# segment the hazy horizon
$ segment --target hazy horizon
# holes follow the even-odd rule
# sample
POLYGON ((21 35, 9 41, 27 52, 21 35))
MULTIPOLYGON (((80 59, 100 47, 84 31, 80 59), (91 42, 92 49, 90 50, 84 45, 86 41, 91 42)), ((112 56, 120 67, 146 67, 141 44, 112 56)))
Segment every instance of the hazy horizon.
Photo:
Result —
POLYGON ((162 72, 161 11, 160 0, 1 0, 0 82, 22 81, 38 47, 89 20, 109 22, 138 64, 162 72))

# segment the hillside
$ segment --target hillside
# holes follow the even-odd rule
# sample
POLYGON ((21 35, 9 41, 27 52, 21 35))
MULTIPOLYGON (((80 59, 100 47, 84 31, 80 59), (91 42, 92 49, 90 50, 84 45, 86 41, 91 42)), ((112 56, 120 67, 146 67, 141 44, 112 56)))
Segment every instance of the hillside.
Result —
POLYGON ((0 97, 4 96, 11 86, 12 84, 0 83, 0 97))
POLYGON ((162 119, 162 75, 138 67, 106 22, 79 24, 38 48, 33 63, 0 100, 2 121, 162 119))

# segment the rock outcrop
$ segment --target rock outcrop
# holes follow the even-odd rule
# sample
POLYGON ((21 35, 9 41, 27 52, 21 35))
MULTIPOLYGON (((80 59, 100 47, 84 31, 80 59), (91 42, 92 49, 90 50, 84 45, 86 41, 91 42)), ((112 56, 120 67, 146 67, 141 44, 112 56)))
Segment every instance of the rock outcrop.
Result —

○ ○ ○ ○

[Problem to work on] Copy exactly the line containing "# segment the hillside" and every line after it, ending with the last line of the records above.

[Response to this exercise]
# segment the hillside
$ segment --target hillside
# holes follow the even-odd rule
# sample
POLYGON ((21 35, 9 41, 27 52, 21 35))
MULTIPOLYGON (((80 59, 100 47, 84 31, 80 59), (91 42, 92 49, 90 50, 84 45, 86 41, 91 42)), ((112 56, 120 67, 146 67, 141 44, 112 56)))
Segment every instance of the hillside.
Result —
POLYGON ((0 97, 4 96, 11 86, 12 84, 0 83, 0 97))
POLYGON ((162 119, 162 75, 138 67, 106 22, 79 24, 38 48, 33 63, 0 100, 2 121, 162 119))

# segment the rock outcrop
$ segment --target rock outcrop
# holes follow the even-odd rule
# sample
POLYGON ((21 35, 9 41, 27 52, 21 35))
MULTIPOLYGON (((80 59, 100 47, 84 31, 80 59), (91 42, 92 49, 90 50, 84 45, 86 41, 91 42)), ((112 56, 120 67, 146 67, 141 44, 112 56)))
Segment every instance of the rock outcrop.
Result —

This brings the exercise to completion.